• _TASKS TO CARRY OUT_
1. Answer these from the plot summary below:
(a) How much money is Conor paid each week to coach the team?
(b) What was the score when the team lost its first game?
(c) How large is the bet Conor makes with the new bookie?
2. In the plot summary that follows, write out everything from "Conor O’Neill (Keanu" down to "for ten weeks.", word for word.

Conor O’Neill (Keanu Reeves) is a gambler who secretly bets $6,000 on his (dead) father’s account and is now severely in debt with two bookies. In order to repay the debts, he is told by a corporate friend that he must coach a baseball team of troubled fifth grade kids from Chicago’s Cabrini Green housing projects in exchange for $500 each week, for ten weeks.
Worried only about getting his $500 check, Conor shows up at the baseball field to a rag tag bunch of trash-talking, street-wise, inner city kids called “crack babies” who live in the projects, where people have to sit on the floor in their apartments to avoid stray bullets. Conor’s efforts are hindered from the onset by the fact that he doesn’t have nine kids to make up the team—one kid, having altered his birth certificate to be older and another, “G-Baby” (DeWayne Warren), who is far too young to play. The kids tell Conor it is because their teacher, Elizabeth “Sister” Wilkes (Diane Lane), is making several boys finish a book report. Conor visits the teacher, but his life is threatened repeatedly by his bookies for not paying his gambling debts. He is visited by the mother of three boys that are allowed to play in exchange for his tutoring them. One of the kids, Jefferson Albert Tibbs (Julian Griffith), asks Conor to walk him home after practice, but Conor only caring about his partner bringing him tickets to scalp, didn’t realize how rough the neighborhood was after dark and is then given a car to take the kids home after practice.
Conor works to get the team to support each other and stop trash-talking each other’s bad plays; but the team nevertheless, loses its first game 16-1, which fosters hostility between the players. Conor brings them together by buying them pizza (trading sports tickets for the pizza) and leads the team to win their second game 9-3. The team starts to come together as Conor tries to kindle a romance with Wilkes.
Conor risks everything and makes a $12,000 bet with a new bookie to cover the $12,000 debt he owes to the other bookies. His stress, already high from his gambling debts, runs higher at the baseball field because one of his players is pulled from playing after a competing coach questions the boy’s age. Conor takes offense to the league president’s threat to be removed, after he voices his objection to his team having to wear ratty t-shirts while the other teams have full uniforms. In protest, he announces it was his last game which draws dissention and resentment from his players.

• _RECORDED DATA_
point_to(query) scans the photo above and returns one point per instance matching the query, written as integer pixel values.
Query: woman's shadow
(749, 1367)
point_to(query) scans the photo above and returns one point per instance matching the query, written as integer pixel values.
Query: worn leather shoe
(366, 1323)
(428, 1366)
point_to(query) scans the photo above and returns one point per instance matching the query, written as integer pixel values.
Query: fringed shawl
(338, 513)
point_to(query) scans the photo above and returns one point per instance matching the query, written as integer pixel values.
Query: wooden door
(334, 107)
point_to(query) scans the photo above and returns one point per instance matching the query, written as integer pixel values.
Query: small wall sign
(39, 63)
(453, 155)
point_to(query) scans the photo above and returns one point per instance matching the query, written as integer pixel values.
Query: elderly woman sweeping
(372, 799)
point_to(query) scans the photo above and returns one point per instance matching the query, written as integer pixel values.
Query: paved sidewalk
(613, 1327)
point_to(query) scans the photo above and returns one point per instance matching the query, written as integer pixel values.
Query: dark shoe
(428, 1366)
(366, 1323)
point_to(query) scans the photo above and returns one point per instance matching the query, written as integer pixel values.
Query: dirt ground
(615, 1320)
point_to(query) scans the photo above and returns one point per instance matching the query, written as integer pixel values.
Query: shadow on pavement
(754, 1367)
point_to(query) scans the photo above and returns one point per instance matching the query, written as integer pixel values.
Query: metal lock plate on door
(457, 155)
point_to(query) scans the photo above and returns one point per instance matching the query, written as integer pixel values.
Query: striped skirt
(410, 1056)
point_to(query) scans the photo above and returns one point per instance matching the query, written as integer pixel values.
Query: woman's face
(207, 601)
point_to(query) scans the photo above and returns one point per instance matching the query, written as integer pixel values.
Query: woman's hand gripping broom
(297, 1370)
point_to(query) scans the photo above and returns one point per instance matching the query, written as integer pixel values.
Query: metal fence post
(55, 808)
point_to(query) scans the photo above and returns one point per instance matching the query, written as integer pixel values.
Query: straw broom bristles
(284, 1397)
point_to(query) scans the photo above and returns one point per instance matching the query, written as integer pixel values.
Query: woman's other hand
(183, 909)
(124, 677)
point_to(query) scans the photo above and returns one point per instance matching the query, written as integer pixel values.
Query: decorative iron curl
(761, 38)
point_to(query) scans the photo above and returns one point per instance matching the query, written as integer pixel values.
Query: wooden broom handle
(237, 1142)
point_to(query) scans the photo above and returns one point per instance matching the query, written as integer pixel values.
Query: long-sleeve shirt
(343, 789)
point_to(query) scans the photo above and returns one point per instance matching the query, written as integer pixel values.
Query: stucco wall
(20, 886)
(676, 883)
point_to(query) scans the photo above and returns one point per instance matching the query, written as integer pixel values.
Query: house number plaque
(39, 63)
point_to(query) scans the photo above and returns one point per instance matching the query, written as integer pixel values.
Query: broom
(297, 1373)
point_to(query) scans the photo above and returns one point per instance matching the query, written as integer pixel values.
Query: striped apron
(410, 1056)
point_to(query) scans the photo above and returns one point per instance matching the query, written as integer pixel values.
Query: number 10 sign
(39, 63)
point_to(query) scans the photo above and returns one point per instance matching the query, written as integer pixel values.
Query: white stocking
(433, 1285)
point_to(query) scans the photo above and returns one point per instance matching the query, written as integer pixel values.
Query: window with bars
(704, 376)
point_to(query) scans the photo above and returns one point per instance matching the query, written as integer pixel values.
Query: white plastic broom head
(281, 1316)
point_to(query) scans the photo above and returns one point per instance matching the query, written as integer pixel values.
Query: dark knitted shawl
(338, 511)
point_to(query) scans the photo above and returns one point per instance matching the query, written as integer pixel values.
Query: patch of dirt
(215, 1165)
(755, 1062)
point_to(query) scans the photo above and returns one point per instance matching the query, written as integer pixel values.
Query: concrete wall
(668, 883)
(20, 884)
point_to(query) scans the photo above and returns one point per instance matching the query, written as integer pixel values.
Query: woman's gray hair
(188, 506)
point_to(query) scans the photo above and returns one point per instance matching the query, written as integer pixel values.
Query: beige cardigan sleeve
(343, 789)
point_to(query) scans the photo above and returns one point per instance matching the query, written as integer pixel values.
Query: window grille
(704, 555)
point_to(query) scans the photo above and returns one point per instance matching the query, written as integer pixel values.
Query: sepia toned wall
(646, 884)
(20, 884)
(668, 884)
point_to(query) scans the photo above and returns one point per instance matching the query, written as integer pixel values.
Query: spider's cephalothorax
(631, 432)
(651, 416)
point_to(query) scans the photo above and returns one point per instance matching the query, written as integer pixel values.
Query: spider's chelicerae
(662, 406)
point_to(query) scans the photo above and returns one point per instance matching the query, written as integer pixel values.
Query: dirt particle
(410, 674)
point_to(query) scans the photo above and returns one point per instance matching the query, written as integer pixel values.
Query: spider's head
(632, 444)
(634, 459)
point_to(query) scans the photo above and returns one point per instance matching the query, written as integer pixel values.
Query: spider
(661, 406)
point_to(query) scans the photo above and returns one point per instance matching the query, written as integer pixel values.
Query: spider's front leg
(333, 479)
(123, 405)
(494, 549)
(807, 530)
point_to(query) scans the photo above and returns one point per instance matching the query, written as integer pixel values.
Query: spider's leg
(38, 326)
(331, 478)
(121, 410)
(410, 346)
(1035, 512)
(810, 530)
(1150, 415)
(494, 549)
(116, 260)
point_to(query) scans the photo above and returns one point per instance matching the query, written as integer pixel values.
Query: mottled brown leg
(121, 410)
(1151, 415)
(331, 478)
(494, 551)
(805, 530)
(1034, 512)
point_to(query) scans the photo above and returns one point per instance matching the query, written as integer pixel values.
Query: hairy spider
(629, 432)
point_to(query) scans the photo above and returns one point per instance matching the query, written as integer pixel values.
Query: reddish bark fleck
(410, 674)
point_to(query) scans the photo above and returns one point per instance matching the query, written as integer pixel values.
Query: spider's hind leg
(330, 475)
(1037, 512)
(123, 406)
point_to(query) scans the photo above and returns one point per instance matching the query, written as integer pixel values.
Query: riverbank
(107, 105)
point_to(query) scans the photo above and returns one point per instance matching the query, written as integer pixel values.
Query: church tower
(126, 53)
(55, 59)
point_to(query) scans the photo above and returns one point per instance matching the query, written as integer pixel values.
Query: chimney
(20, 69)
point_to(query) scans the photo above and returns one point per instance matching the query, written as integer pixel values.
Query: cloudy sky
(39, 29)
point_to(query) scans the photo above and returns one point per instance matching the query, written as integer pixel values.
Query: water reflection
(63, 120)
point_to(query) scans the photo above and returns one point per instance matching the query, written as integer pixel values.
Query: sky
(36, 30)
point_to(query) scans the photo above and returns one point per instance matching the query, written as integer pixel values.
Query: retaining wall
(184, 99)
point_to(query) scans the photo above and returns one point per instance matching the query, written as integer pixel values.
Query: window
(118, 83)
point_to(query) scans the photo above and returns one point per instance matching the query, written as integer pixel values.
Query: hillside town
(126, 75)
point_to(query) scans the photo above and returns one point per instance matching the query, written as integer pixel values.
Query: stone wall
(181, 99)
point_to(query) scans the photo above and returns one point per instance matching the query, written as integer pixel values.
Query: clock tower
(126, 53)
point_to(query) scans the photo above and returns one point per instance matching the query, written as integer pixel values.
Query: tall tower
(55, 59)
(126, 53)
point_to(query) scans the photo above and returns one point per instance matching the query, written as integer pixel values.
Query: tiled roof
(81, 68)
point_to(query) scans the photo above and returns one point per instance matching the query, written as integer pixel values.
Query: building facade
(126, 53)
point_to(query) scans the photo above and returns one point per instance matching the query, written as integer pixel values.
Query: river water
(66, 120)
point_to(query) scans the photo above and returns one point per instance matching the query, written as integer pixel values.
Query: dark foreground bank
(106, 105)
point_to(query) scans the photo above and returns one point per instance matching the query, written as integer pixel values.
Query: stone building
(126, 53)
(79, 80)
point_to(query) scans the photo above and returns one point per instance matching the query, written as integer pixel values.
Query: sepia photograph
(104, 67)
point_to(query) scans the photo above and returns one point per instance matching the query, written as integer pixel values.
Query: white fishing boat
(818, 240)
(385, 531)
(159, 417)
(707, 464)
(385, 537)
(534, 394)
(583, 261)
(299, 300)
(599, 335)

• _SOLUTION LIST_
1.
(a) $500
(b) 16-1
(c) $12,000

2.
Conor O’Neill (Keanu Reeves) is a gambler who secretly bets $6,000 on his (dead) father’s account and is now severely in debt with two bookies. In order to repay the debts, he is told by a corporate friend that he must coach a baseball team of troubled fifth grade kids from Chicago’s Cabrini Green housing projects in exchange for $500 each week, for ten weeks.